__TEXTE PRÉSENTÉ__.
Guy De Maupassant

« Et, dans la suite des temps, ceux qui ne le connaîtront que par
ses œuvres l'aimeront pour l'éternel chant d'amour qu'il a chanté à la vie »
Émile Zola

Correspondance (1878)

A Gustave Flaubert

A GUSTAVE FLAUBERT

Paris, ce [16] décembre 18781.

Mon cher Maître,
Je viens d'aller au ministère de l'Instruction publique, et je m'empresse de vous donner des nouvelles. J'ai vu le sous-chef du Cabinet, qui m'a dit de considérer l'affaire comme faite, et de me tenir prêt à prendre mon nouveau service. Mais, comme je m'étonnais de la marche tortueuse qu'on me faisait suivre, comme je ne comprenais point pourquoi il ne m'engageait pas à donner ma démission simplement, il m'a répondu que c'était pour me faciliter le moyen de rentrer à la Marine si M. Bardoux tombait. Je lui ai objecté la promesse formelle du ministre, faite devant M. Charme, de me placer dans son ministère s'il s'en allait. Le sous-chef s'est mis à rire et m'a dit : « M. Bardoux promet à tort et à travers mille choses qu'il ne peut tenir. Ne vous y fiez pas trop. »

__CONSIGNE__.
Veuillez transcrire le texte présenté en entier, à l'identique, sans rien omettre ni modifier. Les lignes n'interviennent pas ici.

__CONTENU DES DONNÉES__.

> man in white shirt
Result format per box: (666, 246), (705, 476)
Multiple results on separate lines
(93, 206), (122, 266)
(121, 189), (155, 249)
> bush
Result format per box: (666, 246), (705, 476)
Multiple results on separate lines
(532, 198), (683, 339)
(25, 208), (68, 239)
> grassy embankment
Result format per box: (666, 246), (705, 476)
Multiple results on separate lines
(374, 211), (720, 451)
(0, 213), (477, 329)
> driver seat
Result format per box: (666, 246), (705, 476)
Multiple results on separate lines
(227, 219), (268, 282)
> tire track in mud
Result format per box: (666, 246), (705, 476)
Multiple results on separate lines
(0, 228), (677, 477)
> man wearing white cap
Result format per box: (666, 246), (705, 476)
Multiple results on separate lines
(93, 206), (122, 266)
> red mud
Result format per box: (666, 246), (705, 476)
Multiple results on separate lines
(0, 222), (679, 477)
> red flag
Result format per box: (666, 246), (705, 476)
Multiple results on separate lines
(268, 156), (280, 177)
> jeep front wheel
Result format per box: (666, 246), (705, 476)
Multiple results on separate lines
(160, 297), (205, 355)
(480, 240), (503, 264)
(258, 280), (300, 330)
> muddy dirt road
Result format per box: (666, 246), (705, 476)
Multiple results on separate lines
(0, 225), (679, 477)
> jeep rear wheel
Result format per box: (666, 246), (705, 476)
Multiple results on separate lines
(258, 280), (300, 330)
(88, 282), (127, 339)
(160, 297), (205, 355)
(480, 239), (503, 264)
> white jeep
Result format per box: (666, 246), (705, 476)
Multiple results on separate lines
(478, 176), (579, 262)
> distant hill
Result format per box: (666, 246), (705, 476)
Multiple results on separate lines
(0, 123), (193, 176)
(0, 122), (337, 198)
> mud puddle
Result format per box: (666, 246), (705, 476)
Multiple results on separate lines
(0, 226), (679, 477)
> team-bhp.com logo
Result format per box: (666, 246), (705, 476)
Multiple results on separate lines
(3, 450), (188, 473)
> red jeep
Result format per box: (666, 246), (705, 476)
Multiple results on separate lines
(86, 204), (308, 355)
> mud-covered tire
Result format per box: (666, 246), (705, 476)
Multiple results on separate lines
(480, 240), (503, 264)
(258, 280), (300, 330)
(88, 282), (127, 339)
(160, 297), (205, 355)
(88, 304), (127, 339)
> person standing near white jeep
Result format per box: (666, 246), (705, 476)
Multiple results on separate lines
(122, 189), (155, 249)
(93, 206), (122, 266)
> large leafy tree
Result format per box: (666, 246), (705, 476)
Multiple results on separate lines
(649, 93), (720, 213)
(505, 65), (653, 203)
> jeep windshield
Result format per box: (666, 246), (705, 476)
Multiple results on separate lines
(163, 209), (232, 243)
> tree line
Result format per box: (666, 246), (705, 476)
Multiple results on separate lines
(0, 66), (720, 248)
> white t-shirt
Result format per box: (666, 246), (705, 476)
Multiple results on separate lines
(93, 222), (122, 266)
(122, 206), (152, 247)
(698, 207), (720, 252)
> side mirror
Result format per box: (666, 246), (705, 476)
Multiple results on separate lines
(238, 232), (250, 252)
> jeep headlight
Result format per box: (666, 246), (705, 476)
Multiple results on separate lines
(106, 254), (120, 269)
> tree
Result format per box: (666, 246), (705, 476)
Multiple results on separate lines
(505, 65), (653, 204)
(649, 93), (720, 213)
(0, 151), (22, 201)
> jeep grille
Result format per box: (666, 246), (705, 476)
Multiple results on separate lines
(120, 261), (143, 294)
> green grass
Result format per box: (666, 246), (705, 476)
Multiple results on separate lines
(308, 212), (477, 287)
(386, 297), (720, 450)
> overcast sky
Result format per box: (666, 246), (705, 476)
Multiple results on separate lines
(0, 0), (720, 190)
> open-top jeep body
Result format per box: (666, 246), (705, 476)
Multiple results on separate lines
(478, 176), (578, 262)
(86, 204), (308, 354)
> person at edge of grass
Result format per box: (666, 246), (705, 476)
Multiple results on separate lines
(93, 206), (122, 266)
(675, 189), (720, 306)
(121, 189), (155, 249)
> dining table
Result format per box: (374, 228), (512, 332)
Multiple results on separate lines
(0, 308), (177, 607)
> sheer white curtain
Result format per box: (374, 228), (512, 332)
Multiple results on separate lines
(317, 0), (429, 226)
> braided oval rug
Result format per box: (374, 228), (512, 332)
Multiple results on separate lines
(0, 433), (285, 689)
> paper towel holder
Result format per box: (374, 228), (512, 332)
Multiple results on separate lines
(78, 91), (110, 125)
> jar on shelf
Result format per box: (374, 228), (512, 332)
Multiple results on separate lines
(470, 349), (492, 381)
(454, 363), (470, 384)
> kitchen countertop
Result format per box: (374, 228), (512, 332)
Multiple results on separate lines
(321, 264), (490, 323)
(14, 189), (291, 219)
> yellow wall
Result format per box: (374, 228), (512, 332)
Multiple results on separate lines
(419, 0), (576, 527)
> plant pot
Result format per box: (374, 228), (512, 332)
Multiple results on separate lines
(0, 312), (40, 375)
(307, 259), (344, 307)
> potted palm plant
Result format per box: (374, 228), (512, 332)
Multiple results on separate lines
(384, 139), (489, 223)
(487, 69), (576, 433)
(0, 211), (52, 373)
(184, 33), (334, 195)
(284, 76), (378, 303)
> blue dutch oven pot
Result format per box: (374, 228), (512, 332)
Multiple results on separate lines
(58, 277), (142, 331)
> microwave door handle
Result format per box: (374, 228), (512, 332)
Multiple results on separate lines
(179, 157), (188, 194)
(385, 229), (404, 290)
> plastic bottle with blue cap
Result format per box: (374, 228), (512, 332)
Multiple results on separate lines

__RÉSULTAT ATTENDU__.
Guy De Maupassant

« Et, dans la suite des temps, ceux qui ne le connaîtront que par
ses œuvres l'aimeront pour l'éternel chant d'amour qu'il a chanté à la vie »
Émile Zola

Correspondance (1878)

A Gustave Flaubert

A GUSTAVE FLAUBERT

Paris, ce [16] décembre 18781.

Mon cher Maître,
Je viens d'aller au ministère de l'Instruction publique, et je m'empresse de vous donner des nouvelles. J'ai vu le sous-chef du Cabinet, qui m'a dit de considérer l'affaire comme faite, et de me tenir prêt à prendre mon nouveau service. Mais, comme je m'étonnais de la marche tortueuse qu'on me faisait suivre, comme je ne comprenais point pourquoi il ne m'engageait pas à donner ma démission simplement, il m'a répondu que c'était pour me faciliter le moyen de rentrer à la Marine si M. Bardoux tombait. Je lui ai objecté la promesse formelle du ministre, faite devant M. Charme, de me placer dans son ministère s'il s'en allait. Le sous-chef s'est mis à rire et m'a dit : « M. Bardoux promet à tort et à travers mille choses qu'il ne peut tenir. Ne vous y fiez pas trop. »